Medicaid is needs based, so mom needs to qualify both financially & medically for skilled nursing services, which is usually done in a NH. Some states have waivers for community based care - which can be in their home or in other "community" setting which can mean assisted living facility. Not all states do this, so you need to ask and find out what your state does. My mom is in TX in a NH and on Medicaid - for TX waivers are few and far between with waiting lists.

But back to Medicaid, why doesn't she qualify? Is it that she is viewed as having just too much $$ or that she doesn't medically meet the standards for needing skilled nursing. There are things you can do to make this happen - & none of this is easy but at 85 mom could be around another decade and you want her to have the best level of care and services which likely isn't going to be able to be done by you no matter how good your intentions.

The financials are what most folks focus on. But remember that they also need to medically qualify for skilled care for Medicaid. About 60% of NH residents qualify for Medicaid for their stay. Most NH admissions come from a hospital discharge as they get discharge to the NH for "rehab" then stay after rehab (which Medicare pays for 100% of the first 3 weeks). This 3 weeks in rehab creates a nice fat medical file which Medicaid can use to qualify them. But if they are still @ home it can be tricky...

ISSUES IF MOVING FROM HOME TO a NH: If they are living at home or in IL, and need to move to a NH, you will need to work with their MD to get the criteria in their medical history to show they need skilled nursing care. Just because they are old, or have dementia or incontinent, etc. is not enough. My mom went from IL to NH and bypassed going to AL. She was able to do this as she had a critical weight loss (more than 10% in 30 days), critical H & H and some other conditions. Sometimes the MD will need to change their meds – like go from Exelon pill to Exelon patch (more “skill” to apply); or change a med to one that needs to be compounded daily which you can’t do at home. Each state has it’s own criteria for admission under Medicaid. They will be evaluated at the NH and often are denied because they don’t have enough “critical” conditions because there is no history when living @ home. You will have to work with NH and your parents MD’s to get whatever done to establish the need for NH if they are coming from being at home or IL. There is a whole medical appeals process in each state for this and separate from the financial appeals. For those still living at home without a huge disease history, becoming a patient of the MD who is the medical director of the NH is good as they will know how to create & write up the health history chart so that it passes Medicaid medical review. Now this NH may not be your first choice but you can always move them once they get in an qualify for Medicaid.

(Text-to-region grounding data)
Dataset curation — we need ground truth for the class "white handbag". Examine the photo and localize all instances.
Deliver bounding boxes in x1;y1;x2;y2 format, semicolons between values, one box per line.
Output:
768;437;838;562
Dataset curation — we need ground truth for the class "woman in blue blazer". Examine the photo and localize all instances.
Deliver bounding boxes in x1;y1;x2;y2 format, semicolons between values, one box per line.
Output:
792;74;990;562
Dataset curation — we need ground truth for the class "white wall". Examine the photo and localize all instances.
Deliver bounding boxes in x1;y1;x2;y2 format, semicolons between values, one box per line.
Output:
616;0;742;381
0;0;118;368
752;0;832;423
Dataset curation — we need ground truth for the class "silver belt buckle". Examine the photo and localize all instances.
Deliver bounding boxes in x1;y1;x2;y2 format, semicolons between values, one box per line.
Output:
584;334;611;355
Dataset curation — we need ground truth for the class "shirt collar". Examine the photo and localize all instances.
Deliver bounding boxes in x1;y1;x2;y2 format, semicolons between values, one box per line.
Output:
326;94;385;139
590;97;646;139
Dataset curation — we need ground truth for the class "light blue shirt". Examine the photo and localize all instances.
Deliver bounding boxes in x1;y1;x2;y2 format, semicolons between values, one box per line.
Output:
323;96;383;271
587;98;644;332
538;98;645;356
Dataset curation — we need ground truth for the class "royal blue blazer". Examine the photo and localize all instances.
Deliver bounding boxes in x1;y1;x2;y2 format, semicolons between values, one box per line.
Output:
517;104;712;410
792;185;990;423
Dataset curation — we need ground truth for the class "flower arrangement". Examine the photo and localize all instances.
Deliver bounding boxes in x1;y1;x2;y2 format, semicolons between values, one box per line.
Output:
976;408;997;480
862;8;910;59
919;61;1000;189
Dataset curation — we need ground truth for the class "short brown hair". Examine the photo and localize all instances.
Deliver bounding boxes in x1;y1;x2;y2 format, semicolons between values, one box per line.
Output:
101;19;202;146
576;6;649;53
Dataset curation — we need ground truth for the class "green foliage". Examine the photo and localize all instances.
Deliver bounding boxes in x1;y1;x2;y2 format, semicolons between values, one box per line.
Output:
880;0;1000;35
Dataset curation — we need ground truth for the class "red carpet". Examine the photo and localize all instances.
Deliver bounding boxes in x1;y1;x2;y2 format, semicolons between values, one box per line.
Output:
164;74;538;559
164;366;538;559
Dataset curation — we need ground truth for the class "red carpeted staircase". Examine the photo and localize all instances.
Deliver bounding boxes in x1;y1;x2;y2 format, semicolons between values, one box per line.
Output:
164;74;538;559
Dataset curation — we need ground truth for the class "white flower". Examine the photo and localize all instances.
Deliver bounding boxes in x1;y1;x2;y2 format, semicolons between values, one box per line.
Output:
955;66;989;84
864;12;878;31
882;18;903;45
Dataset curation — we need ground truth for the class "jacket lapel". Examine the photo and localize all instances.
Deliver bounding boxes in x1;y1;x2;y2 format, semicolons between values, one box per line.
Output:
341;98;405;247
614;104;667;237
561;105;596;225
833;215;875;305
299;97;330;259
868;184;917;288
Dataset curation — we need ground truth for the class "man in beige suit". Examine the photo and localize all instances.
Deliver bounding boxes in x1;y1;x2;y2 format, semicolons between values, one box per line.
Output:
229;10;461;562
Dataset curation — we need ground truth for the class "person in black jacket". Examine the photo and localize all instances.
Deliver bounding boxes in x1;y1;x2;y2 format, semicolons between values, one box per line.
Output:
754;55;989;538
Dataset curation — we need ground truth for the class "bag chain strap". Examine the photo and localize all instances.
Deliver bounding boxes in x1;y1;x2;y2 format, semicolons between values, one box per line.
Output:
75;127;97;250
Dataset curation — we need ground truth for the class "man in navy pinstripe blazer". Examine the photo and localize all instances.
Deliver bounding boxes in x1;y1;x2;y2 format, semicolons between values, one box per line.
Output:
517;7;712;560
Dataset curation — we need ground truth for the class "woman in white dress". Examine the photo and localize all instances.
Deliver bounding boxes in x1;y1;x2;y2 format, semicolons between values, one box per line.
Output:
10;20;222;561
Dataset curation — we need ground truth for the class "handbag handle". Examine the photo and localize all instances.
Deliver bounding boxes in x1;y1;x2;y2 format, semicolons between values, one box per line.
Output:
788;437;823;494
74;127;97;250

**Actions to take**
(A) List every percentage figure that appears in the post about qualifying for Medicaid.
(B) In the Medicaid post, swap "assisted living facility" for "assisted living residence" in the passage that begins at the words "Medicaid is needs" and stops after "with waiting lists.".
(C) Summarize the post about qualifying for Medicaid in two sentences.

**Your written answers**
(A) 60%, 100%, 10%

(B)
Medicaid is needs based, so mom needs to qualify both financially & medically for skilled nursing services, which is usually done in a NH. Some states have waivers for community based care - which can be in their home or in other "community" setting which can mean assisted living residence. Not all states do this, so you need to ask and find out what your state does. My mom is in TX in a NH and on Medicaid - for TX waivers are few and far between with waiting lists.

(C) Medicaid pays for nursing home care only when a person qualifies both financially and medically, and many people are turned down because, coming from home, they have no medical history showing a need for skilled nursing. A person's doctor, or the nursing home's medical director, can help build that history, and each state has its own admission criteria and its own medical appeals process.